SOURCE PASSAGE:
++++++++++++++++++++
# Change in name in passport and certificates



## shyjus (Feb 23, 2012)

*#Name changed in this matter for privacy#*

My name is Rasak Jamal. I am an Indian citizen born in Dubai. I own a passport 

from the age of six months. In the passport my name is Rasak Jamal which is same 

as that in the birth certificate.

I returned to India for my further studies. Unfortunately in the Secondary School 

Leaving Certificate (SSLC) and other certificates my name is Rasak Jamaluddin 

Rawther.

I would like to be known as Rasak Jamal as in the passport in future (by publishing in gazette or by publishing in newspaper.)

I want to clarify that, When I am submitting my certificates for the Employment 

visa procedure, what are the acceptable Document proofs to be submitted along 

with the certificates in the visa issuing department to prove the change of name 

from Rasak Jamaluddin Rawther to Rasak Jamal.

Name in passport : Rasak Jamal

name in certificates : Rasak Jamaluddin Rawther

Will the visa issuing Dept Accept 

1. the advertisement given in the News paper for change of name 

2. the name change notification given in gazette 

3. the affidavit signed by the notary public

4. any other documents rather than the above said.

In hope of hearing a reliable information ASAP


----------



## Pink Fairie (Sep 9, 2011)

Have you had your name changed officially by deed poll?


----------



## shyjus (Feb 23, 2012)
++++++++++++++++++++
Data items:
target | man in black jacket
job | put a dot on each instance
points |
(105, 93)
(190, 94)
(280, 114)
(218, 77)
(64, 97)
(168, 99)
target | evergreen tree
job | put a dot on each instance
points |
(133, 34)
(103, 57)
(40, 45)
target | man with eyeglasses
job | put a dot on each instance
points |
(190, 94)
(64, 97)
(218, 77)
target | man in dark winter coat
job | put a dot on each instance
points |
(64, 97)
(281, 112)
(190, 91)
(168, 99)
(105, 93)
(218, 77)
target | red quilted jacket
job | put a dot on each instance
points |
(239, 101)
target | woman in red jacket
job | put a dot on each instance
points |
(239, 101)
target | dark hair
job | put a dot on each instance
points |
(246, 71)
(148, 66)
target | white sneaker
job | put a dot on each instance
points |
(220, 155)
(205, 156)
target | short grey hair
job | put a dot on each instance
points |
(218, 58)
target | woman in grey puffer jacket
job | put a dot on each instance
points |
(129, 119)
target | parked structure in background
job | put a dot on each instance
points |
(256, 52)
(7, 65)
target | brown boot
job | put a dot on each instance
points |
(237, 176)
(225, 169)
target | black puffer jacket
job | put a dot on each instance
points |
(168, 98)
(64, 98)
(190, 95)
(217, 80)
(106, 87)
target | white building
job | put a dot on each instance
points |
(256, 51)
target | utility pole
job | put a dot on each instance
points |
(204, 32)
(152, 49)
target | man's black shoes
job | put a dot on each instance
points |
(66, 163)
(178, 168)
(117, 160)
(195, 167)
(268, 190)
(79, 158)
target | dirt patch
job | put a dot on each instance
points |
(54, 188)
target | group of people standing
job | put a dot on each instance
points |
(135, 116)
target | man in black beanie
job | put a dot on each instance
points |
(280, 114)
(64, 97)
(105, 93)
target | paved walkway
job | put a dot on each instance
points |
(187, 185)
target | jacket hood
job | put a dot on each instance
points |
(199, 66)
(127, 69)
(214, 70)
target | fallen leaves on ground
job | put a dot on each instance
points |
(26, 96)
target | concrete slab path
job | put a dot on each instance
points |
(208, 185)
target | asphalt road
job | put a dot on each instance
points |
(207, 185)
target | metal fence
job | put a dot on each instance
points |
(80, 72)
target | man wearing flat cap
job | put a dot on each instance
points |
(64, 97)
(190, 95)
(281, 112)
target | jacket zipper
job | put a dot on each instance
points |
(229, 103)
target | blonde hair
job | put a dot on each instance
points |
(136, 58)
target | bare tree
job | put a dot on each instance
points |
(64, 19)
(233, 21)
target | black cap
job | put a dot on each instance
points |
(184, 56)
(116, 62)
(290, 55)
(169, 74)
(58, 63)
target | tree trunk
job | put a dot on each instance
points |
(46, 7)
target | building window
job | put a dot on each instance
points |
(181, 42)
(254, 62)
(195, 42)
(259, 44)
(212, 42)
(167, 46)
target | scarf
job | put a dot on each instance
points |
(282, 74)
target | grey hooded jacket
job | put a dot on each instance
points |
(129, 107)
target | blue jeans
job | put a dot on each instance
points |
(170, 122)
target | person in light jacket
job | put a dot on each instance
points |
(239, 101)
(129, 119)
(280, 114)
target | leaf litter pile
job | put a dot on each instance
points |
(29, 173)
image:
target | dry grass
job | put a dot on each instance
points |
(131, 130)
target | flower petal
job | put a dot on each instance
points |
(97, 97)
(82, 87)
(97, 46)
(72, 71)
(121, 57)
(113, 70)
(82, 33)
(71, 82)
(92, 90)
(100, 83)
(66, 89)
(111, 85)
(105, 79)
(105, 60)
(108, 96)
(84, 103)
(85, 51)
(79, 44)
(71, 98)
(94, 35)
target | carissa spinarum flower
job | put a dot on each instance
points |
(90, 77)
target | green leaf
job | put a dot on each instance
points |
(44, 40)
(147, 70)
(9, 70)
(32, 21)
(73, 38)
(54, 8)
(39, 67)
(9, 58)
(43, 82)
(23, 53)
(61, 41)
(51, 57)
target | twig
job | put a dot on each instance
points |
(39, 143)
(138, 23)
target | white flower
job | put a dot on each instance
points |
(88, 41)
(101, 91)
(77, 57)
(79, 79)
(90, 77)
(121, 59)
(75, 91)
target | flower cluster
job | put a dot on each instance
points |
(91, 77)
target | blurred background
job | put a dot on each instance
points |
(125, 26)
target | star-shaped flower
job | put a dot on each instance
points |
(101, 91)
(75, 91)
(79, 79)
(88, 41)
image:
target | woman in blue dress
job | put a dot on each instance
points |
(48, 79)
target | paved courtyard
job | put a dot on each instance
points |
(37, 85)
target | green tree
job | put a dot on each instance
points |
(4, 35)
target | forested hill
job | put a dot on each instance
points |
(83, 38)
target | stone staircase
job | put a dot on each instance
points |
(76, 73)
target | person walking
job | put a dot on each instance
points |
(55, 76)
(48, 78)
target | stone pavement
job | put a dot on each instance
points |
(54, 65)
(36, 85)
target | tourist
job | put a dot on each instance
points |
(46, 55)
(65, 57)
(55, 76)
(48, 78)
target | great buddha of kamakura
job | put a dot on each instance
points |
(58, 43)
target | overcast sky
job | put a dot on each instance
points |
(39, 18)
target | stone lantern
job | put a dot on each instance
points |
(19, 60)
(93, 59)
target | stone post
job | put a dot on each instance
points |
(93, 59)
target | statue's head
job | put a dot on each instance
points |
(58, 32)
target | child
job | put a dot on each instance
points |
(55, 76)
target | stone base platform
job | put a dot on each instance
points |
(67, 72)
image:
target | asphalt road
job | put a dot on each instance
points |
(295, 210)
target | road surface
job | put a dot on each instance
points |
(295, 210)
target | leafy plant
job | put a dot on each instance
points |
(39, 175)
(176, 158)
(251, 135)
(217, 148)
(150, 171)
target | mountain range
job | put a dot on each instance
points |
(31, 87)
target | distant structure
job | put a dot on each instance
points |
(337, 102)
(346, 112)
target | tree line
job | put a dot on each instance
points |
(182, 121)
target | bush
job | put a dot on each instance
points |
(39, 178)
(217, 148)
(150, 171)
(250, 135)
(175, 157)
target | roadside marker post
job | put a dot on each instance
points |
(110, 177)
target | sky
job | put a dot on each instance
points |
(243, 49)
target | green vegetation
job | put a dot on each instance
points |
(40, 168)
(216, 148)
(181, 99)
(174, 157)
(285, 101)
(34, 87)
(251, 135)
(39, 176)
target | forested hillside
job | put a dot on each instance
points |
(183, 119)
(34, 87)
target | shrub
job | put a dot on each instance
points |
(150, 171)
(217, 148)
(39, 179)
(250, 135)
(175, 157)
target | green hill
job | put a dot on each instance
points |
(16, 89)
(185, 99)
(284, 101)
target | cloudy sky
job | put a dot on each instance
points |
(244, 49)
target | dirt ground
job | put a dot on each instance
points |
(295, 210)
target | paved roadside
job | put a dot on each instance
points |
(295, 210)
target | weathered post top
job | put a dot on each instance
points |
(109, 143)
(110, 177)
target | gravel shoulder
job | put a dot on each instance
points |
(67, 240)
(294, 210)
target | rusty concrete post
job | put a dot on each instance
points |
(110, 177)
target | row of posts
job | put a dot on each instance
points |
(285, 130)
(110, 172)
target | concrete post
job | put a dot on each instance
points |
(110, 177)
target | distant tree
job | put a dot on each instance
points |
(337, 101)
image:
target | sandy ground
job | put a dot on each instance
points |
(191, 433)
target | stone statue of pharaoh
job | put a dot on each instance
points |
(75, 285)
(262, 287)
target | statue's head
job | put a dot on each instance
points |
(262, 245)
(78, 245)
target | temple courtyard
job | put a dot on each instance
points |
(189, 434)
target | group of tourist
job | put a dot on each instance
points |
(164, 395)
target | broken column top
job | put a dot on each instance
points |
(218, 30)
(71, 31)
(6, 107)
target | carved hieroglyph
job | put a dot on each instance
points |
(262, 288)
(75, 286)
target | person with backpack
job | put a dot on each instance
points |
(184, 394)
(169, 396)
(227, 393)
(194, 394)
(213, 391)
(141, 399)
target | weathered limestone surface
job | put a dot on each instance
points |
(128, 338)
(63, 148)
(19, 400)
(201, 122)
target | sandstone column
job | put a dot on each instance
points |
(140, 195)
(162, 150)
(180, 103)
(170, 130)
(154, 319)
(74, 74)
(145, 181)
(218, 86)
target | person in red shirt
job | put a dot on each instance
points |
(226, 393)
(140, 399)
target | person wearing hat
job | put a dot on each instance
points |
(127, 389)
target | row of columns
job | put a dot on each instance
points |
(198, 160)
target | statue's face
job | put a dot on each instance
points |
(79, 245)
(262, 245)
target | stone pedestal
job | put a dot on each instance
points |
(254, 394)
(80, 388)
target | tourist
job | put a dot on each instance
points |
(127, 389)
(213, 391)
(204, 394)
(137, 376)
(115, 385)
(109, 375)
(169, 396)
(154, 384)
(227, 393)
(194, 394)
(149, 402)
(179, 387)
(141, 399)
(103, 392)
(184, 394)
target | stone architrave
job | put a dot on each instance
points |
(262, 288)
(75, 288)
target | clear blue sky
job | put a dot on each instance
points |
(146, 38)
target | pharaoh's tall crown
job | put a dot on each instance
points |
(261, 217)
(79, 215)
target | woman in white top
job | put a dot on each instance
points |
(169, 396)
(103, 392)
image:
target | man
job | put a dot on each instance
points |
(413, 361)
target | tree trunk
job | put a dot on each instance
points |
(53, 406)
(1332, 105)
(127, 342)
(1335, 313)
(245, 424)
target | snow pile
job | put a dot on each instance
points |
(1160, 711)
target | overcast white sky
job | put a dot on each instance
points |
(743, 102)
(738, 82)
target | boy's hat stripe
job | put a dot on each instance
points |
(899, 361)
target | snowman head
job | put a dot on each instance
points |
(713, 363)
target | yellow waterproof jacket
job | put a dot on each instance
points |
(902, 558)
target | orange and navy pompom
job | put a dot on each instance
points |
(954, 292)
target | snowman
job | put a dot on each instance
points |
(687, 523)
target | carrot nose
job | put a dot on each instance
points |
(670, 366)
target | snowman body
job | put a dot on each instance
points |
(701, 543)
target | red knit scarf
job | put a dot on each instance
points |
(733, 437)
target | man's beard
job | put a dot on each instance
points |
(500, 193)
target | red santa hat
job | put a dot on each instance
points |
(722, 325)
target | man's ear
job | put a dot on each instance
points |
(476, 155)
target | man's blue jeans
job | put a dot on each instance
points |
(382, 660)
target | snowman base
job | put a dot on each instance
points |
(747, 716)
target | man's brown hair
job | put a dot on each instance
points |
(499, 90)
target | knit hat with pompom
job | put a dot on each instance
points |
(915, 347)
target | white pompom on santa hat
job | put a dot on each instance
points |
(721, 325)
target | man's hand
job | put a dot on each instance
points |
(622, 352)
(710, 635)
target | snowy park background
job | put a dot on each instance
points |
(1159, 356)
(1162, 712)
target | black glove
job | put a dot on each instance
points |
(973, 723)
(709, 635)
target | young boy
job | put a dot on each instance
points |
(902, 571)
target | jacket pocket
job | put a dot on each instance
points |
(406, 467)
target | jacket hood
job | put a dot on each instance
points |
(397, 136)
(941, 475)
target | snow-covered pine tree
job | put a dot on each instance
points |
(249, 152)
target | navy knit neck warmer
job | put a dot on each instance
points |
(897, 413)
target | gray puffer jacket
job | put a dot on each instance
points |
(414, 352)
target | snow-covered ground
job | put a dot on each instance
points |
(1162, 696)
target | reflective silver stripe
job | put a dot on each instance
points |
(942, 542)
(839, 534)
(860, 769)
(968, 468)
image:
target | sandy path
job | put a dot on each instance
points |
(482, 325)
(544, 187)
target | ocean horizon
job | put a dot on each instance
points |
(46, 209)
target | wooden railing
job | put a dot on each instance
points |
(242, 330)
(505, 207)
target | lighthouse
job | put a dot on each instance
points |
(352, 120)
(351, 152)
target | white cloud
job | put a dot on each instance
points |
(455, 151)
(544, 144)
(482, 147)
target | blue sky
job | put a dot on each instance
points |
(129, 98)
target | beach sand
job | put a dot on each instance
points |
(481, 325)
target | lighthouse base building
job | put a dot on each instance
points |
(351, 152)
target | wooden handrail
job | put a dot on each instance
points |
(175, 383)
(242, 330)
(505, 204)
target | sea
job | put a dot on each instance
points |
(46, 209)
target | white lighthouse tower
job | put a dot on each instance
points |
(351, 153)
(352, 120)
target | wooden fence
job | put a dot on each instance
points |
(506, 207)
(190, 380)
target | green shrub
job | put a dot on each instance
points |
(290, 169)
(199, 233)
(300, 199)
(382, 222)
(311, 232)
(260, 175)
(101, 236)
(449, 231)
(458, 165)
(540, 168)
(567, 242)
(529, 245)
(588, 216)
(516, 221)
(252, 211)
++++++++++++++++++++
ACTIONS TO TAKE:
1. According to the name-change thread, what name appears on the poster's SSLC and other certificates?
2. Please write what comes next in the name-change thread, starting after its final line.

ANSWERS TO THE PROBLEMS:
1. Rasak Jamaluddin Rawther

2.
[QUO TE=Pink Fairie;723553]Have you had your name changed officially by deed poll?[/QUOTE]

No, i didnt I want to know , if i change the name same as my passport, and i submit my education documents for visa the name will be different

what is the document that can prove my name change to the visa issuing authorities


----------



## Pink Fairie (Sep 9, 2011)

shyjus said:


> [QUO TE=Pink Fairie;723553]Have you had your name changed officially by deed poll?


No, i didnt I want to know , if i change the name same as my passport, and i submit my education documents for visa the name will be different

what is the document that can prove my name change to the visa issuing authorities[/QUOTE]

The only legal document for a name change is a deed poll as get as I'm aware.


----------



## BedouGirl (Sep 15, 2011)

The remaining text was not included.